◆ **What is being asked**:
In this exercise, restate the listing word for word.

--------------------------------------------------

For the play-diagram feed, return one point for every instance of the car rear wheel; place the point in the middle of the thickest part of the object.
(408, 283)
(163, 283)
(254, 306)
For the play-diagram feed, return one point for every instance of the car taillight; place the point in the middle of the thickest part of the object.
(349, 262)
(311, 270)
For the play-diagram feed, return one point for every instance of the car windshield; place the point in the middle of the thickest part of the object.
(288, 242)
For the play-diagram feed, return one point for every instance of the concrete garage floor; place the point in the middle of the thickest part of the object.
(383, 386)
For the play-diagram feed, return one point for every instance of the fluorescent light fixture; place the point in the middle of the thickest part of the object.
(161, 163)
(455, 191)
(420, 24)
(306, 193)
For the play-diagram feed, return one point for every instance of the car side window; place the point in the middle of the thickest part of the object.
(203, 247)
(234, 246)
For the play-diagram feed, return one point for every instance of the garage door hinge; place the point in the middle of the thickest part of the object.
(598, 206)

--------------------------------------------------

◆ **Written response**:
For the play-diagram feed, return one point for every instance of the car rear wheel; place the point in the middle of the thickest part of the object.
(408, 283)
(163, 283)
(254, 306)
For the play-diagram feed, return one point for every instance of the car taillight; place the point in the middle of the thickest part of the object.
(349, 262)
(311, 270)
For the play-diagram feed, return one point for every instance of the car windshield; place the point in the middle of the thickest part of the object.
(288, 242)
For the play-diagram feed, return one point for every instance of the concrete garage floor; place the point in the middle of the thickest part of the object.
(383, 386)
For the play-diagram feed, return one point for every instance of the fluorescent light fixture; place the point in the middle of the thickest part of the object.
(161, 163)
(455, 191)
(420, 24)
(306, 193)
For the play-diagram feed, return one point for every instance of the car side window; place the point in the middle of the thickest part of the object.
(203, 247)
(234, 246)
For the play-diagram feed, return one point for every instance of the garage door hinge; place the point in the middle of the thickest part of the object.
(598, 206)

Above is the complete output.